REQUEST
Copy every line, leaving nothing out and adding nothing.

++++

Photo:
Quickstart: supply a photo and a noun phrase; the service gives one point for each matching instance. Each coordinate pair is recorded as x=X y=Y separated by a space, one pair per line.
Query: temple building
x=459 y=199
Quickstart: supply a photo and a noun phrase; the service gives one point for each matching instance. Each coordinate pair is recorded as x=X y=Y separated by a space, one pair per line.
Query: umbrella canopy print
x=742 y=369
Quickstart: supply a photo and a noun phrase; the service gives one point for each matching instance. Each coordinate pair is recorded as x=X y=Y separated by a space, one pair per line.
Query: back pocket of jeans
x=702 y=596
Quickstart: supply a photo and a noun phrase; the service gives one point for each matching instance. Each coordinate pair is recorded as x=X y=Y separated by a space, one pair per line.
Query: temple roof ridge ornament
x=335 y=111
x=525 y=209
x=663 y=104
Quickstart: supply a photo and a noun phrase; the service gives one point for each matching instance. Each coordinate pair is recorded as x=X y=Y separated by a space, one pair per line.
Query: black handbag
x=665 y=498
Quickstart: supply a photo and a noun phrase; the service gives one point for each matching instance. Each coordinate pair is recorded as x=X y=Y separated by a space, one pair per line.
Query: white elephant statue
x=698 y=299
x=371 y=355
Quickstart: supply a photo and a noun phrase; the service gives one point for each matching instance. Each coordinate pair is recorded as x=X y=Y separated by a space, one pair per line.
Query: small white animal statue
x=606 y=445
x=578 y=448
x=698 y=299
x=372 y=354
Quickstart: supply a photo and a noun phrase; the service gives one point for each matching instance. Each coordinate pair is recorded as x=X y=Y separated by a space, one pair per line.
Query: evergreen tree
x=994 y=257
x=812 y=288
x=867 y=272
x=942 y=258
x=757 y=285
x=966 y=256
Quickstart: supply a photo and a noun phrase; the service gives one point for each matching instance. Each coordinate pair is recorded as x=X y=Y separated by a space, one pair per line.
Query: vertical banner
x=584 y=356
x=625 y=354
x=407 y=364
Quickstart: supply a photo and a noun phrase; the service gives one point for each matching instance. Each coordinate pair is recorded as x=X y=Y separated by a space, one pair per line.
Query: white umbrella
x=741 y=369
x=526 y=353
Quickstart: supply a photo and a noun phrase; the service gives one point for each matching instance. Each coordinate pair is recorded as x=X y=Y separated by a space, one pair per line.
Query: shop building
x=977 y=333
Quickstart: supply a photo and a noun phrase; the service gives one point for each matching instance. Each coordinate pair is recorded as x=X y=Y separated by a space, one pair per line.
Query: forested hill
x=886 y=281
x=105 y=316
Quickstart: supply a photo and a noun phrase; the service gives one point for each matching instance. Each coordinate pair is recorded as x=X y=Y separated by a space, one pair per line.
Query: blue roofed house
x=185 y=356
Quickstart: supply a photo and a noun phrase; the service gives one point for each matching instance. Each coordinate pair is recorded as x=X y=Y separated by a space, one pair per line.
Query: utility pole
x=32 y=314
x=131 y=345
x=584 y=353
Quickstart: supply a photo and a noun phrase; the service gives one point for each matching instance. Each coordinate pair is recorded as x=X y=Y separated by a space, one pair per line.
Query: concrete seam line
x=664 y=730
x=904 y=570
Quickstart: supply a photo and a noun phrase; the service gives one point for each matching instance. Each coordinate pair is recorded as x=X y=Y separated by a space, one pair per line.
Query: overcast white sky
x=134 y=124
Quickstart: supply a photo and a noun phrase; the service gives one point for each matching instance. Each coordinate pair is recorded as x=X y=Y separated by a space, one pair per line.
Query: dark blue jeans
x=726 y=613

++++

EXERCISE RESULT
Photo:
Quickstart: supply a photo and a noun phrase; the service gives one point for each matching instance. Each coordinate pair is recorded as x=X y=Y separated by a space, one pair per line.
Query: temple building
x=459 y=199
Quickstart: supply a photo and a noun phrase; the service gives one point for each matching instance. Each coordinate pair is recorded as x=X y=Y separated by a space, one pair per line.
Query: umbrella canopy print
x=742 y=369
Quickstart: supply a photo and a noun phrase; the service gives one point for each matching instance. Each coordinate pair is recorded as x=X y=Y separated by a space, one pair per line.
Query: back pocket of jeans
x=702 y=596
Quickstart: supply a photo and a noun phrase; the service gives one point for each matching instance. Each coordinate pair is recorded as x=X y=Y separated by a space, one pair per line.
Query: temple roof ridge ornament
x=335 y=111
x=525 y=209
x=663 y=104
Quickstart: supply a photo and a noun phrase; the service gives one point for each matching instance. Each coordinate pair is recorded as x=X y=Y separated by a space, one pair per line.
Query: black handbag
x=665 y=498
Quickstart: supply a photo and a noun phrase; the service gives one point for each matching instance. Each coordinate pair is recorded as x=X y=Y separated by a space, one pair per line.
Query: white elephant statue
x=698 y=299
x=371 y=355
Quickstart: supply a photo and a noun phrase; the service gives one point for each matching instance. Each coordinate pair is recorded as x=X y=Y separated by a space, one pair per line.
Query: small white animal statue
x=606 y=445
x=578 y=448
x=698 y=299
x=372 y=354
Quickstart: supply a photo and a noun phrase; the service gives one point for each matching instance. Each coordinate pair is recorded as x=X y=Y separated by a space, one pair per line.
Query: evergreen tree
x=994 y=257
x=812 y=288
x=867 y=272
x=942 y=258
x=757 y=285
x=966 y=256
Quickstart: supply a photo and a noun phrase; the service gives one point for each matching instance. Each coordinate pair is recorded as x=X y=Y separated by a space, one pair per line.
Query: vertical banner
x=584 y=356
x=625 y=354
x=407 y=364
Quickstart: supply a photo and a noun phrase; the service gives one point for each matching instance. Each coordinate pair is recorded as x=X y=Y separated by a space, one pair per line.
Query: white umbrella
x=741 y=369
x=526 y=353
Quickstart: supply a photo and a noun phrase; the service gives one point for each matching instance. Each coordinate pair is recorded as x=X y=Y separated by a space, one pair per line.
Query: shop building
x=977 y=333
Quickstart: supply a photo and a noun phrase; the service gives one point for each matching instance. Each coordinate pair is recorded as x=X y=Y separated by a space, one pair per line.
Query: forested hill
x=886 y=281
x=105 y=316
Quickstart: supply a photo and a noun phrase; the service gives one point for each matching instance. Each coordinate pair is recorded as x=X y=Y separated by a space, one pair per line.
Query: blue roofed house
x=185 y=356
Quickstart: supply a photo and a noun phrase; the service gives one point for each matching instance. Each coordinate pair is recorded as x=X y=Y separated by a space, one pair per line.
Query: utility pole
x=32 y=314
x=131 y=345
x=584 y=353
Quickstart: supply a photo and a noun phrase; the service gives one point for each matching instance. Each coordinate pair is recorded as x=X y=Y separated by a space, one pair per line.
Query: concrete seam line
x=664 y=730
x=904 y=570
Quickstart: supply a photo and a noun phrase; the service gives one point for each matching instance. Each coordinate pair is recorded as x=X y=Y separated by a space, one pair per line.
Query: overcast white sky
x=134 y=124
Quickstart: supply a photo and a noun phrase; the service gives one point for each matching instance. Each coordinate pair is recorded as x=X y=Y separated by a space, one pair per line.
Query: dark blue jeans
x=726 y=613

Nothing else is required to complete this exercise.